* Written instruction: Copy every row below word for word, changing nothing.
----
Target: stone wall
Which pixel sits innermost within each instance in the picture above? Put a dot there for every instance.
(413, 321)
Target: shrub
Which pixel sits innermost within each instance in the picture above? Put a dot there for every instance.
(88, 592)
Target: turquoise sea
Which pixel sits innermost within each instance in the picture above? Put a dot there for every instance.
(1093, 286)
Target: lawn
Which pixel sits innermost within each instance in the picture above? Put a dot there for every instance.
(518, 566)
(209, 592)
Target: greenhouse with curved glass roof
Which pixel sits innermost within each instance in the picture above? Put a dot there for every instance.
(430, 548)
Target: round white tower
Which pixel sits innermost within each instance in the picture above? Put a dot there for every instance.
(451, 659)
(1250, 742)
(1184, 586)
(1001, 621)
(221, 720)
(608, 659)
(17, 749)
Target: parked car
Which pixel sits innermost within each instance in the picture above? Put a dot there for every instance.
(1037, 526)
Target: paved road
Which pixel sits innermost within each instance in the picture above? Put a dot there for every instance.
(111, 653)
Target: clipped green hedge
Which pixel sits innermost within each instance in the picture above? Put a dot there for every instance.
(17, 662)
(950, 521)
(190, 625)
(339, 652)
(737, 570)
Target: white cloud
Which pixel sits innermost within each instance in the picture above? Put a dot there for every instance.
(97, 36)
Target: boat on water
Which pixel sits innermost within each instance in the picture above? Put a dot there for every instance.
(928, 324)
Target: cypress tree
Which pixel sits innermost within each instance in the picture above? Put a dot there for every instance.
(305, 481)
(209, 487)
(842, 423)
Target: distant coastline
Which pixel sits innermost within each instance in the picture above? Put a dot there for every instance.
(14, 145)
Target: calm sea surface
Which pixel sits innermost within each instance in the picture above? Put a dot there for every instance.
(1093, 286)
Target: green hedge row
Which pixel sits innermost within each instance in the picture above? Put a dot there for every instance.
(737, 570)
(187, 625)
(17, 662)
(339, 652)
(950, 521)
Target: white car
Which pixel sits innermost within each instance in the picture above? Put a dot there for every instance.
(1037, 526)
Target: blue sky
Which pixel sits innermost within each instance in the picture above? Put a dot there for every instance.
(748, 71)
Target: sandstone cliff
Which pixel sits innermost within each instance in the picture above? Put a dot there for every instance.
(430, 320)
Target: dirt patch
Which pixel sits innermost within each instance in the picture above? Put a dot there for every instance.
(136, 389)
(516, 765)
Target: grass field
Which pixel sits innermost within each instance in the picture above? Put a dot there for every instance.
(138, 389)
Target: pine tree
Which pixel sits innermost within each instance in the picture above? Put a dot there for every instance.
----
* The reply:
Target: stone wall
Which pixel sits innermost within each instance in the picture above? Put a dot there for every instance.
(413, 321)
Target: shrub
Which pixel sits innermost within each instance in the picture above? Put a dot there for every instance.
(88, 592)
Target: turquoise sea
Which pixel sits innermost within each instance in the picture above? Put a dot there for every instance.
(1093, 286)
Target: lawn
Which pixel sits innermost within each instance in the picture above? Put a dot there for every instance.
(518, 566)
(209, 592)
Target: greenhouse with curved glass roof
Which pixel sits innermost within each instance in the picture above? Put a dot there for every instance.
(430, 548)
Target: round white tower
Which pixel sits innermost within each instance in the picture above? Put a dot there for every instance.
(451, 659)
(1250, 742)
(1184, 586)
(1001, 621)
(221, 720)
(608, 659)
(17, 749)
Target: parked car
Which pixel sits innermost within each instance in the picture above? Put a dot there for every instance.
(1037, 526)
Target: paved road
Which pixel sits innermost within each instance in the picture above? Put a dot there for every instance.
(111, 653)
Target: clipped green hedge
Which pixel sits innermost within each instance in the picture above? Put a dot there for every instance.
(17, 662)
(950, 521)
(190, 625)
(339, 652)
(737, 570)
Target: white cloud
Which pixel sits innermost within each instance in the picture above? Put a dot there for every instance.
(97, 36)
Target: boat on water
Which pixel sits innermost within each instance in the picture above? Put a dot there for every instance.
(928, 324)
Target: cypress tree
Which pixel sits innermost within each instance in the picture above? Put a dot there for every instance.
(305, 481)
(209, 487)
(842, 423)
Target: distant coastline
Which pixel sits innermost within each instance in the picture above? Put a dot there for every instance.
(14, 145)
Target: calm sea surface
Which pixel sits innermost within each instance in the picture above? Put a dot there for every instance.
(1093, 286)
Target: green hedge row
Which pixel sits innermost within each instance in the picture above? Put a dot there for every instance.
(737, 570)
(187, 625)
(17, 662)
(339, 652)
(950, 521)
Target: white car
Which pixel sits innermost within each instance in the picture above? Put a dot there for every instance.
(1037, 526)
Target: blue sky
Which pixel sits innermost within each instance in the picture above? Put a dot there for every instance.
(748, 71)
Target: sandstone cliff
Which pixel sits innermost within each instance in the picture above? Put a dot there for every instance.
(430, 320)
Target: dirt patch
Which pixel sits innermost within each instance in the picture above? Put a dot there for every instance.
(136, 389)
(516, 765)
Target: grass field
Which pixel sits innermost within each instance in the picture above? Put a dot there for every instance.
(138, 389)
Target: pine tree
Which pixel sits innermost within each instance in the picture above? Put a dot there for every instance.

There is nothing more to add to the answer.